Children’s minister bullish over social care’s prospects amid turbulent backdrop

Nadhim Zahawi talks up improved Ofsted ratings, impact of social work accreditation and plans to roll out innovative practice across country, despite concerns over funding gap

Nadhim Zahawi
Education secretary Nadhim Zahawi

Children’s minister Nadhim Zahawi, who spoke to Community Care this week, is keen to convey that the government has a plan for children’s services, and that plan is working.

In the years before the 2016 Brexit referendum, the government had made children’s social care reform a top priority through the introduction of fast-track training under Frontline, investment of £300m up to 2020 in new ways of working through the innovation programme, and plans to accredit all practitioners and take failing children’s services out of local authority control to be run by not-for-profit trusts.

Since then, the DfE’s record looks shaky. Having issued an ambition, in July 2016, to ensure by 2020 that “all vulnerable children, no matter where they live, receive the same high quality of care and support, and the best outcome for every child is at the heart of every decision made”, it subsequently revised that back to 2022.

The target to accredit all children’s social workers by 2020 under the national assessment and accreditation system (NAAS) was abandoned in 2017, and replaced with an ambition for 1,200 practitioners to go through NAAS by the end of 2019, just 4% of the total.

When Zahawi became children’s minister in January 2018, the role was downgraded from minister of state to junior minister level.

* TO-DO LIST
1/ Print the passage of the article on children's social care starting at "Children’s minister bullish" and ending at "plan is working.".
2/ Translate this sentence from the article on children's social care into Spanish: "When Zahawi became children’s minister in January 2018, the role was downgraded from minister of state to junior minister level."
The listing comes from a separate source, unrelated to the article.

* COLLECTED DATA
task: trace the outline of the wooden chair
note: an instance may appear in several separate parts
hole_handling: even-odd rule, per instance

* ANSWERS GIVEN
1/
Children’s minister bullish over social care’s prospects amid turbulent backdrop

Nadhim Zahawi talks up improved Ofsted ratings, impact of social work accreditation and plans to roll out innovative practice across country, despite concerns over funding gap

Nadhim Zahawi
Education secretary Nadhim Zahawi

Children’s minister Nadhim Zahawi, who spoke to Community Care this week, is keen to convey that the government has a plan for children’s services, and that plan is working.

2/ Cuando Zahawi se convirtió en ministro de la Infancia en enero de 2018, el cargo fue rebajado de ministro de Estado al nivel de ministro subalterno.